◆ EXCERPT
=== Begin Enclosure ===

Now we have identified the sources of variation, we can define a
model. We will model the main effects for Diet and
Duration, and a Diet:Duration interaction, to
account for proteins for which the Diet effect changes
according to Duration, and vice versa, which can be written
as Diet + Duration + Diet:Duration, shortened into
Diet * Duration. Adding the technical sources of variation,
the model becomes.
model <- ~ Diet * Duration + ## (1) fixed effect for Diet and Duration with interaction
(1 | BioReplicate) + ## (2) random effect for biological replicate (mouse)
(1 | Label) + ## (3) random effect for label
(1 | Mixture) + ## (4) random effect for mixture
(1 | Run) + ## (5) random effect for MS run
(1 | Run:ionID) + ## (6) random effect for spectrum, i.e. ionID nested in run
(1 | Run:Label) ## (7) random effect for label nested in MS runWe can run the msqrob2 statistical workflow.
The statistical workflow starts with msqrobAggregate().
The function takes the QFeatures object, extracts the
quantitative values from the "ions_norm" set generated
after preprocessing, and fits model. The variables defined
in model are automatically retrieved from the
colData (i.e. "Diet", "Duration",
"Label", "Run", "Mixture",
"BioReplicate") and from the rowData (i.e.
"ionID"). Moreover, we tell the function how the PSM-level
data is grouped to protein data through the fcol argument,
here we will group PSMs by the Protein.Accessions. The
function will generate a new set, proteins_msqrob, with
summarised protein values. This new set will also contain the modelling
output, stored in the rowData in the
msqrob_psm column. More specifically, the modelling output
is stored in the rowData for each protein as a
statModel object, one model per row (protein). We also
enable M-estimation (robust = TRUE) for improved robustness
against outliers and ridge penalisation (ridge = TRUE) to
stabilise the parameter estimation.
mouse <- msqrobAggregate(
mouse, i = "ions_norm",
formula = model,
fcol = "Protein.Accessions",
modelColumnName = "msqrob_psm",
name = "proteins_msqrob",
ridge = TRUE, robust = TRUE
)Once the models are estimated, we can start answering biological questions.
In this section, you will learn how to convert a biological question into a statistical hypothesis.
A first question one can ask is: how are protein abundance affected
by diet when only considering a short diet duration? We need to convert
this question in a combination of the model parameters, also referred to
as a contrast. To aid defining contrasts, we will visualise the
experimental design using the ExploreModelMatrix package.
Since we are not interested in technical effects, we will only focus on
the variables of interest, here Diet * Duration.
library("ExploreModelMatrix")
vd <- VisualizeDesign(
sampleData = colData(mouse),
designFormula = ~ Diet * Duration,
textSizeFitted = 4
)

=== End Enclosure ===

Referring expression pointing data
=== Begin Enclosure ===

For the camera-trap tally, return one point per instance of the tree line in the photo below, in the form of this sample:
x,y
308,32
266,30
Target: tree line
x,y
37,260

=== End Enclosure ===
=== Begin Enclosure ===

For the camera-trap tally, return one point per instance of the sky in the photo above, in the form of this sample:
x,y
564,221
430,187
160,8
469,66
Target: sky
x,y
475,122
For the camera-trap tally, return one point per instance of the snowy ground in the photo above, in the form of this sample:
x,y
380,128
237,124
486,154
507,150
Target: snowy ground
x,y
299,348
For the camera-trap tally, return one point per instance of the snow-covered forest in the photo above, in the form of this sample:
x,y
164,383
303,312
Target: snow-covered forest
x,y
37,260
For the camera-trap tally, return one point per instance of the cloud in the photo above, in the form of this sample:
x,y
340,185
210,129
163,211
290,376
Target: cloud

=== End Enclosure ===

◆ WORK INSTRUCTION
Reproduce the passage of the msqrob2 modeling excerpt, starting with "In this section, you" and going on through "the ExploreModelMatrix package.".

◆ OUTPUT OF THE EXERCISE
In this section, you will learn how to convert a biological question into a statistical hypothesis.
A first question one can ask is: how are protein abundance affected
by diet when only considering a short diet duration? We need to convert
this question in a combination of the model parameters, also referred to
as a contrast. To aid defining contrasts, we will visualise the
experimental design using the ExploreModelMatrix package.